**EXCERPTED TEXT**
A less-talked about challenge in cybersecurity is managing multiple alert queues. While the volume of alerts is acknowledged as an issue, an important step toward simplifying day-to-day life for security analysts is to consolidate alerts into a single queue. This is why security orchestration, automation, and response (SOAR) tools must offer native case management. When a SOAR security tool can offer robust case management capabilities, customers only have to work out of one platform, rather than half-a-dozen or more.
The importance of case management is well understood by the enterprises we work with. In fact, we’ve collected examples from real-world RFPs written by enterprise SOAR buyers, listed them below, and added examples of how the case management capabilities within Smart SOAR can meet their requirements.
Customer Requirement: Ability to triage and dismiss alerts within the system before creating them as a new case.
This is a unique request that many users do not consider right away, but an effective SOAR tool should be able to reduce the size of an analyst’s alert queue as well as consolidate it. With D3’s two-tiered automation design, events can be dismissed or correlated to existing cases before a new one is created.
Customer Requirement: Generate cases with prebuilt tasks corresponding to workflows defined in playbooks.
In Smart SOAR, all cases are assigned an Incident Type that determines which automated and manual tasks are included in the case. For example, here is a Brute Force incident with two pending tasks, both due in an hour:
Customer Requirement: Ability to ingest alerts from multiple data sources.
Within D3 Smart SOAR, there are hundreds of out-of-the-box integrations. Many are for data sources that are common to cybersecurity teams, such as Microsoft Sentinel, Office 365, and CrowdStrike. Integrations that have alerts required for ingestion have a task called a Fetch Event task. These tasks can be run on a schedule to query the data source for new alerts. Here, you can see a series of runs checking Office 365 for new suspicious emails:
Alternatively, alerts can be pushed to endpoints within D3 via webhook. Here is a record of three alerts pushed to D3 within the span of three hours:
Either way, all alerts are consolidated into a single queue for straightforward tracking and navigation.

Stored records
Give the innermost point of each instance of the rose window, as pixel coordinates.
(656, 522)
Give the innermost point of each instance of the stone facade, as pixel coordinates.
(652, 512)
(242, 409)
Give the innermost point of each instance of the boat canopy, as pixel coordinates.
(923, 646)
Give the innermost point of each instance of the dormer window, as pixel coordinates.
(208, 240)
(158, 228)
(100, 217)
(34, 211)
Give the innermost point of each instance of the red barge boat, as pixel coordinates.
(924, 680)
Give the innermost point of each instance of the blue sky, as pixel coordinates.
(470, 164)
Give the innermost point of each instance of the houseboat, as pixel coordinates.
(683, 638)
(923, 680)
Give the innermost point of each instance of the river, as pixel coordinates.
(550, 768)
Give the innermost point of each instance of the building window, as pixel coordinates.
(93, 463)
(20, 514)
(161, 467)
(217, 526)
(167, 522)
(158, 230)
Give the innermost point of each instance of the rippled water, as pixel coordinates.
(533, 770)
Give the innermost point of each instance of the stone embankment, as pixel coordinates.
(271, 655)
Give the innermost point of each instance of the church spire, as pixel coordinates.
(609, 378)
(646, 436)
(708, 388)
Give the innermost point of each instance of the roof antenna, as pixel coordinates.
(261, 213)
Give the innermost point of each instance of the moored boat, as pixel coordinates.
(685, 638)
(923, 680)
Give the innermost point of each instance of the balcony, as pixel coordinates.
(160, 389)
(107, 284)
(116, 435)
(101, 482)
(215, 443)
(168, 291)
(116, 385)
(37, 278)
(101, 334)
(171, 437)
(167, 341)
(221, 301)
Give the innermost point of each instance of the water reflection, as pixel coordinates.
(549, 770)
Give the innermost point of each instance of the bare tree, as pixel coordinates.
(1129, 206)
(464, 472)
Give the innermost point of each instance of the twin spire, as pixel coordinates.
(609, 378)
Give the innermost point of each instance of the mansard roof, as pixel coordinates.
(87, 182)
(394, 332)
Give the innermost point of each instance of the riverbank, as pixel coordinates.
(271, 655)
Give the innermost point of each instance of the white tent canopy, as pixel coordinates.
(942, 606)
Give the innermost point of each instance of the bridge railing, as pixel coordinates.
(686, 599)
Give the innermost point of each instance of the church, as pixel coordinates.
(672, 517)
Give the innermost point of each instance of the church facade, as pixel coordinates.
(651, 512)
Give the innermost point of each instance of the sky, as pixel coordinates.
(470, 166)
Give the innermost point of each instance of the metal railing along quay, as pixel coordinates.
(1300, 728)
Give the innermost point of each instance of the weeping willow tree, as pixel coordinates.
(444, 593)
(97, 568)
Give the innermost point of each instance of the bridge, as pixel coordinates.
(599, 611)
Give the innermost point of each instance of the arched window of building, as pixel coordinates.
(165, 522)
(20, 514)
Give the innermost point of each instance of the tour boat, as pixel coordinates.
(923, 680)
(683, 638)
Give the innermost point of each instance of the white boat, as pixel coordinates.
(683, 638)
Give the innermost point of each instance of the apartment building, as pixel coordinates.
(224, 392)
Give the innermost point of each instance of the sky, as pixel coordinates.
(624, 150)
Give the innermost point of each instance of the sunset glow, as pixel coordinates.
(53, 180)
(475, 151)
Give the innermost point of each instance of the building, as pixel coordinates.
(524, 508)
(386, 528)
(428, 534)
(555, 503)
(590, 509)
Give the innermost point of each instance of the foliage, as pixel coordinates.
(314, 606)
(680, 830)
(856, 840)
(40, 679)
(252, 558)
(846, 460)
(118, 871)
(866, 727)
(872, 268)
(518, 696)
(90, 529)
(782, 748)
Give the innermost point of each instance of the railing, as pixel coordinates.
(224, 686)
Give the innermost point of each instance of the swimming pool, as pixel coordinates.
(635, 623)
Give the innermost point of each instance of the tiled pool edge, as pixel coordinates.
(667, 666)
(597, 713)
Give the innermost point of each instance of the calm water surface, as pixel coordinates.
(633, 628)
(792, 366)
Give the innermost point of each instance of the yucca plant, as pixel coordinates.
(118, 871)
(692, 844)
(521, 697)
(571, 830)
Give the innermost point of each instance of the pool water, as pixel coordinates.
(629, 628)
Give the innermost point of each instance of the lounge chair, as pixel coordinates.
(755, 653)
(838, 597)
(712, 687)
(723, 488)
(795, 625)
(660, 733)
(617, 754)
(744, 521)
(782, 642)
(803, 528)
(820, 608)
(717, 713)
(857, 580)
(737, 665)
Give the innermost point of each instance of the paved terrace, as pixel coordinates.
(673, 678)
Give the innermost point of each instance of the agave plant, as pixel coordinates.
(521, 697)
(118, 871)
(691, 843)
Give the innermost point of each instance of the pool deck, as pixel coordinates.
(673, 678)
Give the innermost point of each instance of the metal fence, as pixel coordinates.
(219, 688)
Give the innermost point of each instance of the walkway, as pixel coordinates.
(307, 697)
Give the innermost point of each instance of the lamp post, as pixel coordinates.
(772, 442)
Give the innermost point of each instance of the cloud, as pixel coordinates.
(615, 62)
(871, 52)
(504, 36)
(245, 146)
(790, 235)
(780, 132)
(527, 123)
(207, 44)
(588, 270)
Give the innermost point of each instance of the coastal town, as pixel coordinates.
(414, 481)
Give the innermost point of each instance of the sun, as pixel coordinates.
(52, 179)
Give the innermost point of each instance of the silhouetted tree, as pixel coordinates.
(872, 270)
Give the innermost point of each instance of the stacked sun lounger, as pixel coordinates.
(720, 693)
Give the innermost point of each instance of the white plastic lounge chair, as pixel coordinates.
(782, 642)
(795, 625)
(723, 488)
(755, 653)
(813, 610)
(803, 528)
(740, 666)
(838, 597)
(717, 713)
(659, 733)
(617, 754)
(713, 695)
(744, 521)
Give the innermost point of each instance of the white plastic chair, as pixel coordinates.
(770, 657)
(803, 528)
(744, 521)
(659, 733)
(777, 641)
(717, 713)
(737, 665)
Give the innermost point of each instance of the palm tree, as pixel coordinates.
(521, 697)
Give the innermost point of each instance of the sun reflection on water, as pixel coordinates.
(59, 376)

**PROBLEM**
Duplicate the part of the text on SOAR case management that runs from "The importance of" to "one is created.".

**EXERCISE RESULT**
The importance of case management is well understood by the enterprises we work with. In fact, we’ve collected examples from real-world RFPs written by enterprise SOAR buyers, listed them below, and added examples of how the case management capabilities within Smart SOAR can meet their requirements.
Customer Requirement: Ability to triage and dismiss alerts within the system before creating them as a new case.
This is a unique request that many users do not consider right away, but an effective SOAR tool should be able to reduce the size of an analyst’s alert queue as well as consolidate it. With D3’s two-tiered automation design, events can be dismissed or correlated to existing cases before a new one is created.